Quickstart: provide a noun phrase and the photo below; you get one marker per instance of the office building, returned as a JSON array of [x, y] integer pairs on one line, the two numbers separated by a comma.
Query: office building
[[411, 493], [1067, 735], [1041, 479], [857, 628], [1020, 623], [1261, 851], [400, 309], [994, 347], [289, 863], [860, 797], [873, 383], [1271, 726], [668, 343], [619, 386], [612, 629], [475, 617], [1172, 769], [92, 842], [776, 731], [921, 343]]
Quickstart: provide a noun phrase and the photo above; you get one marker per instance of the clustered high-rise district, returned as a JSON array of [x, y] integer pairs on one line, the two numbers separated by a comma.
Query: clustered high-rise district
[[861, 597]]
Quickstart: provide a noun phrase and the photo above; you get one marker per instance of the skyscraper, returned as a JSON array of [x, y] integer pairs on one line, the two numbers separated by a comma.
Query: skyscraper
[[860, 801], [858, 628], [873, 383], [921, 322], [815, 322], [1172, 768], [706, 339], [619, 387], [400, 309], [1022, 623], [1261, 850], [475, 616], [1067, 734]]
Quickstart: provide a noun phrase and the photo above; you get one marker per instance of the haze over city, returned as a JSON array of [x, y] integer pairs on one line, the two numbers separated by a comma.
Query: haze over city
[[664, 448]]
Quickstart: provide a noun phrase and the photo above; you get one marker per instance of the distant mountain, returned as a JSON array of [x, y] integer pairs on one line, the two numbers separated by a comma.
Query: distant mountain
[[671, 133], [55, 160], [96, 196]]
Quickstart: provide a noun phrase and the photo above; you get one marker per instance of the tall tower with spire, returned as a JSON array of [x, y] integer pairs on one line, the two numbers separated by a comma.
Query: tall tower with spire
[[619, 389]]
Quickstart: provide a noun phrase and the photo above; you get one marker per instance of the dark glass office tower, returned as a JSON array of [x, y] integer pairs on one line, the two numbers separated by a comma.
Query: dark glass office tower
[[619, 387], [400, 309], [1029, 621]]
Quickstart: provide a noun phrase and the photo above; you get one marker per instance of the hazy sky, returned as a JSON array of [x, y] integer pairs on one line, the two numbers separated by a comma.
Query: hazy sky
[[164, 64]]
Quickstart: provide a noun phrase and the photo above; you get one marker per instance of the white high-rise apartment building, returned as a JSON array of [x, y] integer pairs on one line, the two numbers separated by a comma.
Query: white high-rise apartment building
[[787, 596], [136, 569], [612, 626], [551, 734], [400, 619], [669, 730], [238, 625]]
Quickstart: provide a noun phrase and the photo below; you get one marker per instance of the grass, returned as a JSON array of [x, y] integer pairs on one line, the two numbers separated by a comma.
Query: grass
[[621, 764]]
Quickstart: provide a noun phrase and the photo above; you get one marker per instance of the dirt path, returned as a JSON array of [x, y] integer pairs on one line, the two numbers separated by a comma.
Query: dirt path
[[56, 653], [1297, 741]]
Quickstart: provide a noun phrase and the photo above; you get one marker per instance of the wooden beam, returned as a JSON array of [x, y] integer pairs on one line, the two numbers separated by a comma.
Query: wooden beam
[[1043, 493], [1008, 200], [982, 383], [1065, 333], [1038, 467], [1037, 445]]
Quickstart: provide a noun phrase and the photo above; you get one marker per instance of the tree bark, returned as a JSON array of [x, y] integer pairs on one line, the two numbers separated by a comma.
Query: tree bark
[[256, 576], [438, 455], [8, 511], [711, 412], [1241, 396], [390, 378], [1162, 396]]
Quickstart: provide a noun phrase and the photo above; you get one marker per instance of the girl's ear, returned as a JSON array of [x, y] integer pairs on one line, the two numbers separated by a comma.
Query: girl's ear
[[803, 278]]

------------------------------

■ **WHAT TO DO**
Copy all of the listing above exactly, please.

■ **RESPONSE**
Quickstart: provide a noun phrase and the photo below; you get one marker per instance of the office building, returned as a JSON array of [x, y] integer pairs on one line, the two numbers separated by a comma.
Query: office building
[[411, 493], [1067, 735], [1041, 479], [857, 628], [1020, 623], [1261, 851], [400, 309], [994, 347], [289, 863], [860, 797], [873, 383], [1271, 726], [668, 343], [619, 386], [612, 629], [475, 617], [1172, 769], [92, 842], [776, 731], [921, 343]]
Quickstart: provide a noun phrase and the photo above; you get one marker per instance of the clustered high-rise district, returned as a JSON array of [x, y] integer pairs on one line, the two numbers separated by a comma.
Query: clustered high-rise district
[[861, 597]]
Quickstart: provide a noun phrase and the photo above; you get one marker per instance of the skyscraper, returned as a JSON array of [x, y] integer pairs on one line, the two numbers separated by a comma.
Query: skyscraper
[[860, 801], [858, 628], [873, 383], [921, 322], [815, 322], [1172, 768], [706, 339], [619, 387], [400, 309], [1022, 623], [1261, 850], [475, 616], [1067, 734]]
Quickstart: provide a noun phrase and the photo above; you get one marker per instance of the haze over city, returned as a JSON array of [x, y] integer pairs on one line, the two numbers separated by a comma.
Query: haze over city
[[664, 448]]
Quickstart: provide a noun phrase and the photo above; you get one marker per instance of the distant mountain, returned as a JSON array of [x, y] integer pairs on one line, the two numbers separated by a comma.
Query: distant mountain
[[671, 133], [55, 160], [96, 196]]
Quickstart: provide a noun phrase and the photo above; you get one marker per instance of the tall tower with spire, returned as a JSON array of [x, y] integer pairs on one line, the two numbers separated by a comma.
Query: tall tower with spire
[[619, 389]]
Quickstart: provide a noun phrase and the photo above; you get one marker per instance of the dark glass office tower, returned as a JSON array of [x, y] integer pairs on one line, the two numbers separated by a comma.
Query: dark glass office tower
[[619, 387], [400, 309], [1029, 621]]
Quickstart: provide a noun phrase and the photo above; you get one marker per instance of the hazy sky, returned as a JSON array of [x, y] integer pairs on one line, the two numbers separated by a comma.
Query: hazy sky
[[164, 64]]
Quickstart: provide a noun phrase and the photo above; you get one marker per instance of the white high-rise apartment building, returned as a JSON array of [x, y] integer pairs on one line, the two numbers separated by a comma.
Query: white high-rise apartment building
[[787, 596], [136, 569], [612, 626], [551, 734], [400, 619], [669, 730], [238, 625]]
Quickstart: provide a noun phrase and the photo below; you get one marker per instance of the grass, returned as a JSON array of [x, y] integer pairs on one line, the two numbers separated by a comma.
Query: grass
[[621, 764]]
Quickstart: provide a noun phrase and the photo above; you get one marker per instance of the dirt path, returned as a JSON array of [x, y] integer pairs on one line, the two numbers separated by a comma.
Query: dirt path
[[56, 653], [1297, 741]]
Quickstart: provide a noun phrase and the photo above; you get one marker per instance of the wooden beam, returned as a JSON array of [x, y] integer pairs on one line, the two numbers separated by a comma.
Query: wooden beam
[[1043, 493], [1008, 200], [982, 383], [1065, 333], [1038, 467], [1037, 445]]
Quickstart: provide a noun phrase and the photo above; you get one marker per instance of the tree bark, returned as a JSON array of [x, y] integer pairs on one line, the two numbers separated by a comma.
Query: tree bark
[[256, 576], [438, 455], [8, 511], [711, 412], [1241, 396], [390, 378], [1162, 396]]
Quickstart: provide a noun phrase and the photo above; you get one marker per instance of the girl's ear, returned as a JSON array of [x, y] integer pairs on one line, the two numbers separated by a comma.
Query: girl's ear
[[803, 278]]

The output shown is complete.